* BEGIN *

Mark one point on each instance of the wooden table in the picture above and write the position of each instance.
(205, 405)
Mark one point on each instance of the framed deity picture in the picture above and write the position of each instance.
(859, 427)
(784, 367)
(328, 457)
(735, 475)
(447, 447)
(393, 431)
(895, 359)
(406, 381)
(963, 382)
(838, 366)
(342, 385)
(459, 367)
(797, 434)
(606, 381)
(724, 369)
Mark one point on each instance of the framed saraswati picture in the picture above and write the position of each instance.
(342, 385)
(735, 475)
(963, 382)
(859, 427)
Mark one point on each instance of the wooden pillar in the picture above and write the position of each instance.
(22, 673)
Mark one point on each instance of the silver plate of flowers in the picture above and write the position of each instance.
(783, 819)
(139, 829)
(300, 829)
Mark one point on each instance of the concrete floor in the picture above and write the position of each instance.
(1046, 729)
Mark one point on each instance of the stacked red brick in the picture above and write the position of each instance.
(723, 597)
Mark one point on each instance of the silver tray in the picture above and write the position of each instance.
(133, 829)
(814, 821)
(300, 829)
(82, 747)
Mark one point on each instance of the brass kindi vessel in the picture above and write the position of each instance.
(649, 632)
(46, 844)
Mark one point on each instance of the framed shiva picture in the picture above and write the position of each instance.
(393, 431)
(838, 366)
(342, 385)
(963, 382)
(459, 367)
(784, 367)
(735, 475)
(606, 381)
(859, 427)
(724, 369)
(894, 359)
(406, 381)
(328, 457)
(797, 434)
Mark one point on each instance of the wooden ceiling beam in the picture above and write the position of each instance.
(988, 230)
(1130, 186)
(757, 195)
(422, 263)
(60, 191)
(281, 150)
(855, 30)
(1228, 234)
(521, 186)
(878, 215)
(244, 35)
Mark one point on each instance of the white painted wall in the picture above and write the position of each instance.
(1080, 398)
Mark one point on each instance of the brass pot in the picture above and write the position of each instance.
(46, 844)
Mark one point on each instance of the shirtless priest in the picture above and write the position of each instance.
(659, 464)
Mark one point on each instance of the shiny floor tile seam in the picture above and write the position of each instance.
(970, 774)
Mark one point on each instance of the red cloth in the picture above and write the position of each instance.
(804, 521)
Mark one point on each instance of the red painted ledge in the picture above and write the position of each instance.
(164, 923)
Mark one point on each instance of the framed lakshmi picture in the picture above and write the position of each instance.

* END *

**PROBLEM DESCRIPTION:** Please retype every one of the entries above, word for word.

**EXERCISE OUTPUT:**
Mark one point on each instance of the wooden table in the picture above and write the position of each instance.
(205, 405)
Mark one point on each instance of the framed deity picture in the picture above and write the position of each instance.
(859, 427)
(784, 367)
(328, 457)
(735, 475)
(447, 447)
(393, 431)
(895, 359)
(406, 381)
(963, 382)
(838, 366)
(342, 385)
(459, 367)
(797, 434)
(606, 381)
(724, 369)
Mark one point on each instance of the framed saraswati picture in the picture above and write the position of each instance.
(342, 385)
(735, 475)
(963, 382)
(859, 427)
Mark one point on each instance of the wooden pillar in the picture above and write the position of each instance.
(22, 673)
Mark one point on each instance of the silver plate of flowers in the picture above and write the position of each instance.
(783, 819)
(139, 829)
(300, 829)
Mark one point on each instance of the concrete floor in the picture above and write the position of each instance.
(1046, 729)
Mark one point on each instance of the stacked red brick in the picture above and write the position of each instance.
(723, 597)
Mark one point on each instance of the silver tray in the picture above and write the position of each instance.
(133, 829)
(814, 821)
(300, 829)
(82, 747)
Mark one point on each instance of the brass kindi vessel in the picture above and write the position of each instance.
(649, 632)
(46, 844)
Mark one point on each instance of the framed shiva picture in the picture above and write the position of each instance.
(393, 431)
(838, 366)
(342, 385)
(963, 382)
(459, 367)
(784, 367)
(735, 475)
(606, 381)
(859, 427)
(724, 369)
(894, 359)
(406, 381)
(328, 457)
(797, 434)
Mark one point on each instance of the wooden ceiling beam in the picture above and write the position of each instance.
(988, 230)
(1130, 186)
(757, 195)
(422, 263)
(60, 191)
(281, 150)
(855, 30)
(1228, 234)
(521, 186)
(878, 215)
(244, 35)
Mark one point on each instance of the white painted wall in the picture above and write the position of each instance.
(1080, 398)
Mark one point on each instance of the brass pot in the picture above and write the position of each instance.
(46, 844)
Mark one point on each instance of the shirtless priest in the picture above and write the position of each instance.
(659, 464)
Mark one point on each instance of the shiny floor tile seam in the picture above and write the position of each instance.
(970, 774)
Mark one point on each instance of the red cloth in the picture above and write the position of each instance.
(804, 521)
Mark one point on each instance of the red painted ledge in the picture above and write the position of each instance.
(164, 923)
Mark one point on each instance of the framed lakshmi picture in the picture above and write the position of each instance.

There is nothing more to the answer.